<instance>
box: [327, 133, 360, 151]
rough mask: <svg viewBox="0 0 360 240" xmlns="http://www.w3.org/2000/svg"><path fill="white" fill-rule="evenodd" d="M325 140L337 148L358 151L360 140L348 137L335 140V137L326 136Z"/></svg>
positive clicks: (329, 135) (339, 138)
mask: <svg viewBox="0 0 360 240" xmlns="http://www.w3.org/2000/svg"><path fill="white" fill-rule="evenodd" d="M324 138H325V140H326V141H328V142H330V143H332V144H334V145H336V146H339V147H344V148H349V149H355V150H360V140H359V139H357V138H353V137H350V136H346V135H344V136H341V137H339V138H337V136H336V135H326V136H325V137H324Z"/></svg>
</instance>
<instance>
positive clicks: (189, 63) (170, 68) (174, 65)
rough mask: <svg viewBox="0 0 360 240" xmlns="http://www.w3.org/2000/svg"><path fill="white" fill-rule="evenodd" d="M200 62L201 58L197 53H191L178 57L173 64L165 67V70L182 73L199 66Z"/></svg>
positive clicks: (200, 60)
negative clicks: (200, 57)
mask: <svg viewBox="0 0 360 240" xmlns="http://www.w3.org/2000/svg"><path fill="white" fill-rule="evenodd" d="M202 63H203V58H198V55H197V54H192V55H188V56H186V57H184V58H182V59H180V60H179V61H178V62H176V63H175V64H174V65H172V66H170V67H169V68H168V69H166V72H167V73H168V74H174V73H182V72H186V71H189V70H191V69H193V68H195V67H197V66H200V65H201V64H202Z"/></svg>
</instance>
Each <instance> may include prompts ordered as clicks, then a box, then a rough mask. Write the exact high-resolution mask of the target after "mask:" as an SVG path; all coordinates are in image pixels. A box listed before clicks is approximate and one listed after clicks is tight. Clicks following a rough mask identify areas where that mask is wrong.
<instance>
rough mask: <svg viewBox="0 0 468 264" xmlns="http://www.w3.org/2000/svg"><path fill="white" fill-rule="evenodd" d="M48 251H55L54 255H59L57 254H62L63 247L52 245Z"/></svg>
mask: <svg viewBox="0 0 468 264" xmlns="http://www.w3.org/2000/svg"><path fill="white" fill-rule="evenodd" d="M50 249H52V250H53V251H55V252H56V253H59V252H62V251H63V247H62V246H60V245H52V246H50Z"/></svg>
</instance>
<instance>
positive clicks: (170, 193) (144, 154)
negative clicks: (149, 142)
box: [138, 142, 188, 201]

• **What you have to do**
Could you retype the listing from its very first line down through the line containing "positive clicks: (329, 135) (339, 138)", keeping both of those lines?

• **Exercise output**
<instance>
box: [327, 133, 360, 151]
rough mask: <svg viewBox="0 0 360 240" xmlns="http://www.w3.org/2000/svg"><path fill="white" fill-rule="evenodd" d="M325 140L337 148L358 151L360 140L348 137L335 140V137L326 136Z"/></svg>
positive clicks: (329, 135) (339, 138)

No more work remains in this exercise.